------ Data extract

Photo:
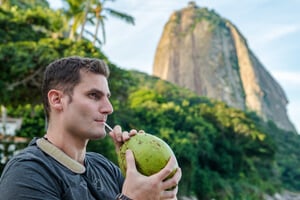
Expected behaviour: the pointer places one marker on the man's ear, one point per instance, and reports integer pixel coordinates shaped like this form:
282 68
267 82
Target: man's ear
55 99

------------

Exercise brief: Each line from the one that contains "Expected behaviour: the" through the end of the records must be repeated exactly. No other line belongs in the answer.

Answer box:
Expected behaviour: the pointer places one marker on the man's ear, one point per instance, and reports integer pixel coordinates shaped like this form:
282 68
267 82
Target: man's ear
55 99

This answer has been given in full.